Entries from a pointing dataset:

----------

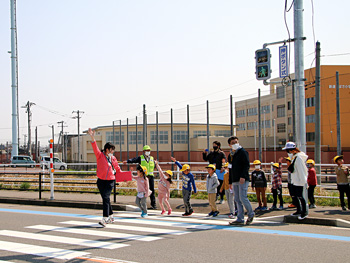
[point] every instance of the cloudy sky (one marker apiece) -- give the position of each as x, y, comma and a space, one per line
108, 58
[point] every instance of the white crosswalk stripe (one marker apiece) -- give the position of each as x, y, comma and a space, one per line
95, 233
130, 228
60, 239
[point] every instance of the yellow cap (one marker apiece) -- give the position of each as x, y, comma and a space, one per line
335, 159
277, 165
185, 167
169, 172
212, 166
311, 162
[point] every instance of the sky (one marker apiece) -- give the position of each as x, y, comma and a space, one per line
108, 58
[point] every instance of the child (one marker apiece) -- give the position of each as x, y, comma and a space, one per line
259, 183
277, 185
187, 183
164, 188
311, 181
142, 189
228, 192
342, 180
212, 185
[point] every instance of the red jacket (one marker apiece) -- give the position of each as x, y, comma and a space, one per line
104, 168
311, 178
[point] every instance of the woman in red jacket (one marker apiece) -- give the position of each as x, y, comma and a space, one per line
107, 167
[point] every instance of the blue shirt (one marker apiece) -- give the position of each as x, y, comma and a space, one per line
187, 180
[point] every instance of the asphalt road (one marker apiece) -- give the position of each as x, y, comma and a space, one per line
49, 234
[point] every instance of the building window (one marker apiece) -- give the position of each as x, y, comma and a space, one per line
280, 92
132, 137
199, 133
281, 111
252, 112
224, 133
310, 118
251, 125
163, 137
310, 102
241, 127
180, 137
109, 137
281, 127
265, 109
240, 113
310, 136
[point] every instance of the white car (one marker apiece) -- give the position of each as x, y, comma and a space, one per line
57, 163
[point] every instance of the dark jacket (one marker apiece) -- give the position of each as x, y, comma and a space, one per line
239, 165
215, 157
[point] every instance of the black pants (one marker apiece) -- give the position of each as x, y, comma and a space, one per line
275, 193
301, 203
310, 194
105, 187
151, 187
344, 189
218, 190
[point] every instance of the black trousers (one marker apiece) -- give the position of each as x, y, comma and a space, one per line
310, 194
105, 187
344, 189
275, 193
301, 203
151, 187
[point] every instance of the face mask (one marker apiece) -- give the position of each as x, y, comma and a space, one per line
235, 146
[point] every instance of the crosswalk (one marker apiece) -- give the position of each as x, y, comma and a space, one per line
84, 231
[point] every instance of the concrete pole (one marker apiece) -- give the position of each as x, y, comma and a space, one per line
259, 123
299, 73
338, 116
318, 112
14, 80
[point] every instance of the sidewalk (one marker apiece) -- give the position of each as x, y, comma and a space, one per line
330, 216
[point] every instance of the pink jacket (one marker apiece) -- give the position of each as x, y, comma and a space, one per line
104, 168
142, 185
164, 184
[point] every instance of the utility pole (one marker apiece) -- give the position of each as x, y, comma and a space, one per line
78, 112
338, 116
14, 80
318, 111
299, 72
29, 112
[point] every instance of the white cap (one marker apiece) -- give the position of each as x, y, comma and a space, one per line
289, 146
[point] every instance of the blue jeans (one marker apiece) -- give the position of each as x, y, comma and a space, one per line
241, 198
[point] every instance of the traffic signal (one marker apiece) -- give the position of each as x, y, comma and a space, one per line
262, 64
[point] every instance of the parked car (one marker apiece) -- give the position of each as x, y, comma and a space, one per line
22, 161
57, 163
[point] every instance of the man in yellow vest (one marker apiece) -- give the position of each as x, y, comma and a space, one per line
148, 161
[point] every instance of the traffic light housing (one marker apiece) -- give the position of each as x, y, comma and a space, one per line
262, 64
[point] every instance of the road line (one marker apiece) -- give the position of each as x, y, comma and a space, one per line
129, 228
100, 233
60, 239
50, 252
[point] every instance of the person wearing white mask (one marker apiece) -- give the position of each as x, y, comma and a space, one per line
239, 166
147, 161
107, 167
299, 175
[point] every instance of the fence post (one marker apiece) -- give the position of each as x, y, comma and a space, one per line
40, 185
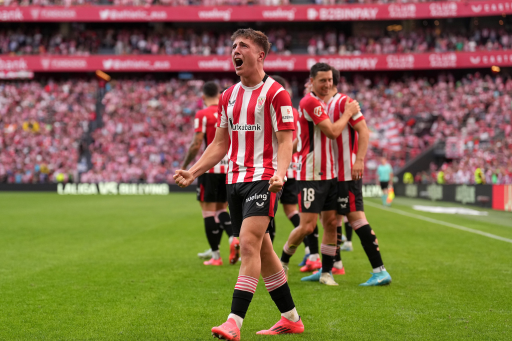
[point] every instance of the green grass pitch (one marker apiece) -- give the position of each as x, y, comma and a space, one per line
125, 268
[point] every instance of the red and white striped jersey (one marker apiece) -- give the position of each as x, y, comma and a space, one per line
345, 145
316, 158
205, 122
292, 170
252, 116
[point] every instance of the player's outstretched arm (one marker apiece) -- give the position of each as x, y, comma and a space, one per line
295, 144
333, 130
284, 157
211, 156
362, 145
193, 149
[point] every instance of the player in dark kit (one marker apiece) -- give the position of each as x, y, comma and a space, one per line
351, 146
317, 177
255, 128
211, 187
290, 189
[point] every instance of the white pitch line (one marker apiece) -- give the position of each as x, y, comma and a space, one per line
435, 221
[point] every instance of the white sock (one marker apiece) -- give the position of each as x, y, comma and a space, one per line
291, 315
238, 320
379, 269
338, 265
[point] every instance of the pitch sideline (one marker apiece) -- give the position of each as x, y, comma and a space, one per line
435, 221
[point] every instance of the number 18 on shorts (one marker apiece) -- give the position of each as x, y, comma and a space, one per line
317, 196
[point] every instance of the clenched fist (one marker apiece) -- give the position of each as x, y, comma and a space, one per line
352, 108
183, 178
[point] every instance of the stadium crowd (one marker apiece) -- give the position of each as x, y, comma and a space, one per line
41, 129
127, 41
173, 41
195, 2
148, 125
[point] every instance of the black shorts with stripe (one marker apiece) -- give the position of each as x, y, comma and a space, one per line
290, 192
211, 188
350, 197
384, 185
251, 199
317, 196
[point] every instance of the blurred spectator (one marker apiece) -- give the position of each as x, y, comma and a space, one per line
180, 41
148, 125
41, 126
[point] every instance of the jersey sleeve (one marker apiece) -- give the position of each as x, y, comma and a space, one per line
355, 119
313, 110
282, 112
222, 118
199, 127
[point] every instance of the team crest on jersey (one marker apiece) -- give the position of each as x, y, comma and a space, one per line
261, 101
318, 111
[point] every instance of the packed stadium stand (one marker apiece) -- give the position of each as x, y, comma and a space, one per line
137, 127
80, 39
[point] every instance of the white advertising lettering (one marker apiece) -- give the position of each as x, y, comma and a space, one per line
279, 64
11, 15
215, 14
113, 14
443, 9
491, 59
279, 14
355, 63
64, 63
13, 64
214, 64
55, 13
400, 61
135, 64
465, 194
112, 188
344, 13
402, 11
371, 191
494, 7
443, 60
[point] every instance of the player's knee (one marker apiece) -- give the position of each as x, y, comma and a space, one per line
249, 249
309, 228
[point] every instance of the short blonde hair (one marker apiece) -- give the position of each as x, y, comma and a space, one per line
257, 37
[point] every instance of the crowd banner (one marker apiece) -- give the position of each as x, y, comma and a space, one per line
476, 195
115, 188
346, 12
104, 188
163, 63
502, 197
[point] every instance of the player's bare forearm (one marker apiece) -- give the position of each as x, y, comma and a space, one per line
339, 125
284, 151
193, 149
363, 139
295, 143
213, 154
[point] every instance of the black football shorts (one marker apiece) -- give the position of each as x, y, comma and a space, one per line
318, 196
211, 188
250, 199
350, 196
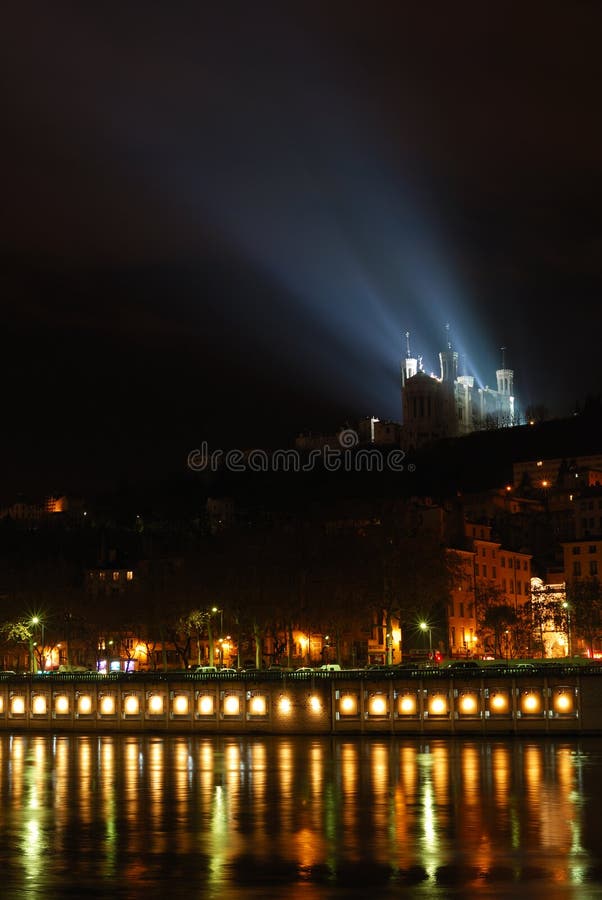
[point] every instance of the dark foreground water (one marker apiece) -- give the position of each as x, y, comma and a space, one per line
148, 817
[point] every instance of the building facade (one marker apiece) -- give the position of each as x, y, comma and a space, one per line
451, 405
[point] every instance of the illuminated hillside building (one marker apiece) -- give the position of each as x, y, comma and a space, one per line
451, 405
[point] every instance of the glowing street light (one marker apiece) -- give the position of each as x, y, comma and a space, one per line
424, 626
567, 607
35, 621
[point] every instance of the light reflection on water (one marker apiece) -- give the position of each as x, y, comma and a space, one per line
152, 816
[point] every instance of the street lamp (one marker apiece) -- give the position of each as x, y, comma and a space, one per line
567, 607
424, 626
35, 621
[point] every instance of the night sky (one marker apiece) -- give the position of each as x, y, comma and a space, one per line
220, 218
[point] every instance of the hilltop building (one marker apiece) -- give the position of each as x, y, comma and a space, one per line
451, 405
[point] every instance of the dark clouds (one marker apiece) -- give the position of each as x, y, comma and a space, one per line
221, 218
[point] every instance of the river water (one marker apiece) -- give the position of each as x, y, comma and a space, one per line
146, 816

----------

Aim of the exercise »
Set down nothing but the lines from the one with "[point] every instance of the dark foreground" through the end of the records, keeping each line exactly as written and including both ends.

Full solution »
[point] every instance of the dark foreground water (one marker apiece) -- give the position of each as x, y, comma and a space, one per line
148, 817
[point] every instance of the building facade (one marker apiece) -- give the position of each as x, y, comma and a space, one per line
451, 405
[point] every instance of the illuminated hillside building (one marker apiece) -- give the position of each as x, y, comma and a space, one per line
451, 405
[point] every instance of the glowing street light (one marker apiece) -- give the position of each as x, y, comma and a space, one per line
424, 626
567, 607
35, 621
[point] every instance of the light reflection on water (one marker apiece) -- give the position of each as x, y, comma and a space, one per line
152, 816
[point] every instance of the street lamp (one marker apiece) -- give the position of each as x, y, comma and a space, one per line
567, 607
424, 626
35, 621
[point] every instance of the night sky (one marker apiece) -- give the position of each as x, y, comma and a space, one per line
220, 218
[point] every instance of the hilltop building (one marker apiece) -- give the position of each as x, y, comma and a space, one per line
451, 405
[point] every instance of the dark clouds (one marker apiece) -- give the position of each as x, y, comma and a space, one per line
221, 218
[point] every instance of the river water (one marker apiece) -- give the position of each as x, y, comma and a space, one per line
146, 816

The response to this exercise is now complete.